Emit only the lines from the line containing "Annotation task — pin every instance of the arched" through the last line of the entries, unchanged.

********

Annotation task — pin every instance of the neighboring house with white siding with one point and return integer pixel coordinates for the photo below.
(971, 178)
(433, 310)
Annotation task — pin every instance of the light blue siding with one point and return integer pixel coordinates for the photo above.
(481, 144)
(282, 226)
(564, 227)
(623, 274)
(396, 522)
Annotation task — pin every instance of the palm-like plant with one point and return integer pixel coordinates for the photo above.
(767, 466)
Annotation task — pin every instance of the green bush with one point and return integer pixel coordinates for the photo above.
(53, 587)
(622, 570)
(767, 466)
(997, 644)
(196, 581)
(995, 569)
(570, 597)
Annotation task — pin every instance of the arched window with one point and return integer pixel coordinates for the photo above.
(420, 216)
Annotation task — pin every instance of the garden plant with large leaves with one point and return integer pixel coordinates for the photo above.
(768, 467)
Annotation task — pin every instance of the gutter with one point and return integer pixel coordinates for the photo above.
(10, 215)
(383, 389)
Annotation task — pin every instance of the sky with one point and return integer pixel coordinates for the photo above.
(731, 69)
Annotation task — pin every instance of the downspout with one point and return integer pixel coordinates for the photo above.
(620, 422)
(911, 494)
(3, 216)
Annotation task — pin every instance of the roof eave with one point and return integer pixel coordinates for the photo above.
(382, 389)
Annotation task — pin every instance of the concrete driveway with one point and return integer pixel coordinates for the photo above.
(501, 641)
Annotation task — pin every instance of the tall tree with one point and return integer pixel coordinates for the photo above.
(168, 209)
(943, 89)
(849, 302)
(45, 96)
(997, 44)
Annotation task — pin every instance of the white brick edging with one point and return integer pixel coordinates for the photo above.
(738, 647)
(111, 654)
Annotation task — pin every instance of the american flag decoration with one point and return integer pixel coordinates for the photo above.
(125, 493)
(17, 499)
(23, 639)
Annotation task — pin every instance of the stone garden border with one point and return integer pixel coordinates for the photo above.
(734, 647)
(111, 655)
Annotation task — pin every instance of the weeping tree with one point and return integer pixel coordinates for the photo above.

********

### OUTPUT OF THE EXERCISE
Annotation task — pin every instance of the arched window with one point and return integer pixel coordinates for the photo above.
(420, 216)
Annotation task — pin every instance of the garden plant with large leaves with one point and return integer pixel coordinates for the photo above.
(768, 467)
Annotation task — pin every instance of the gutter with one point and return integer pixel coordinates for the photo above.
(10, 215)
(383, 389)
Annotation task — pin every instance of the sky with one point and return integer pixel coordinates for the photo above.
(731, 69)
Annotation task — pin every instance of the downspout with one point and return integer pixel coordinates for the photo above.
(620, 422)
(911, 494)
(3, 216)
Annotation task — pin every instance of the roof eave with one point and return integer pixel coordinates for the photo above.
(382, 389)
Annotation task — pin every instance of the concrete driveway with one point and return integer pixel coordinates for the photo above.
(501, 641)
Annotation task — pin every instance of the tall tree with one point and return integer pixel coordinates for the photo above.
(168, 209)
(943, 89)
(849, 302)
(45, 96)
(997, 44)
Annotation task — pin every instance of the white brick edging with one point and return integer pixel coordinates for the photo above.
(738, 647)
(111, 654)
Annotation task — pin every instance of the american flag decoration with one point and return integer pixel coordinates for the photo above.
(125, 493)
(17, 499)
(23, 639)
Annotation task — pin every instance of the stone garden border with one point and return integer pixel coordinates for the photo above.
(734, 647)
(111, 655)
Annotation task — pin every instance of the weeping tree with one point and return integer pixel coordinates for the photo above.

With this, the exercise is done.